- _Given request_:
Reproduce all of the data below, substituting "place a pin" for each occurrence of "drop a marker" and changing nothing else.

▼▼▼

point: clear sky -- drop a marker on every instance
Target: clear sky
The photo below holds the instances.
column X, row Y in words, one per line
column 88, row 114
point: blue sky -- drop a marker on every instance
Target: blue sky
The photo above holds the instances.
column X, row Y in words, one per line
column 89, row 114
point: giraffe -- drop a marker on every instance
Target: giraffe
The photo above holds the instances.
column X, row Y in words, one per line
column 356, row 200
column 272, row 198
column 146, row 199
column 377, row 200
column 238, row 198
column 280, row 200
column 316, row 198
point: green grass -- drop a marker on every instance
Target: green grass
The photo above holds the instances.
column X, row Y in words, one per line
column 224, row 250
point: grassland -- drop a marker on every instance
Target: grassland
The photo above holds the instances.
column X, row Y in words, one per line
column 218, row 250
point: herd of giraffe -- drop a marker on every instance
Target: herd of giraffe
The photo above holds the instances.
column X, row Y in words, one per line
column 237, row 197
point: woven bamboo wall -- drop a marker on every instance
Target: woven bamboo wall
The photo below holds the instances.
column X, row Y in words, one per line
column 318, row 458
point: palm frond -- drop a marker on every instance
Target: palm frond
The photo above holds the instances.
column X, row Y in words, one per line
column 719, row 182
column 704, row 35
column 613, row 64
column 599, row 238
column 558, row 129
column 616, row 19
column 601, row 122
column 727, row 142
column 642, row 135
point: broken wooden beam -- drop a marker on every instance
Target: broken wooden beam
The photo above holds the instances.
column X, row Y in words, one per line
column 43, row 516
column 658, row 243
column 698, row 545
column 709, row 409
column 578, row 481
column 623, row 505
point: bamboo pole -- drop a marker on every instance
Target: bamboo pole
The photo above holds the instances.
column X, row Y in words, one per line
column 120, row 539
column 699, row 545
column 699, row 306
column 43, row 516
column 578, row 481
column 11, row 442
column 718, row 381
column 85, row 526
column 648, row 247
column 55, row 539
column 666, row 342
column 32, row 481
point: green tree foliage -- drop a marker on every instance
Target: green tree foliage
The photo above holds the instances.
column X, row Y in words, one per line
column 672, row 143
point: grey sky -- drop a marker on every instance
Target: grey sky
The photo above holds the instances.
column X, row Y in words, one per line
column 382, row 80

▲▲▲

- _Answer for the task_:
point: clear sky -- place a pin on every instance
Target: clear sky
The photo below holds the instances.
column X, row Y in words, one per line
column 88, row 114
point: blue sky -- place a pin on every instance
Target: blue sky
The photo above holds the instances.
column X, row Y in words, one per line
column 89, row 114
point: giraffe -- place a pin on every instance
Target: giraffe
The photo above holds the instances.
column X, row Y in words, one per line
column 356, row 200
column 272, row 198
column 146, row 199
column 377, row 200
column 238, row 198
column 280, row 200
column 316, row 198
point: green grass -- place a pin on every instance
Target: green grass
The photo above holds the instances.
column X, row Y in words, one per line
column 224, row 250
point: grassland -- place a pin on every instance
Target: grassland
The photo above holds the instances.
column X, row Y in words, one per line
column 218, row 250
point: herd of giraffe -- place a pin on every instance
Target: herd of giraffe
The photo above holds the instances.
column X, row Y in words, one per line
column 237, row 197
point: woven bamboo wall -- place a pin on every instance
Target: woven bamboo wall
The photo below holds the instances.
column X, row Y in words, one per line
column 318, row 458
point: palm frond -- place a pin on every instance
Target: palm frond
The photo above holds the instances.
column X, row Y in words, one per line
column 719, row 182
column 704, row 35
column 613, row 64
column 599, row 238
column 558, row 129
column 616, row 19
column 601, row 122
column 727, row 142
column 642, row 135
point: broken wooden beam -- place a pin on every instance
Target: broken wooden beam
The photo above holds the instances.
column X, row Y in words, one per line
column 43, row 516
column 658, row 243
column 698, row 545
column 709, row 409
column 578, row 481
column 623, row 505
point: bamboo pole -- place a pin on every instance
Target: bamboo pole
The photo above holds the instances.
column X, row Y in words, one per line
column 120, row 539
column 699, row 545
column 699, row 306
column 43, row 516
column 578, row 481
column 11, row 442
column 718, row 381
column 85, row 526
column 648, row 247
column 55, row 539
column 666, row 342
column 32, row 481
point: green tree foliage -- place a pin on every instance
Target: green tree foliage
The photo above holds the instances.
column X, row Y in words, one per line
column 672, row 143
point: grey sky -- place a pin on every instance
Target: grey sky
The photo above holds the instances.
column X, row Y in words, one per line
column 382, row 80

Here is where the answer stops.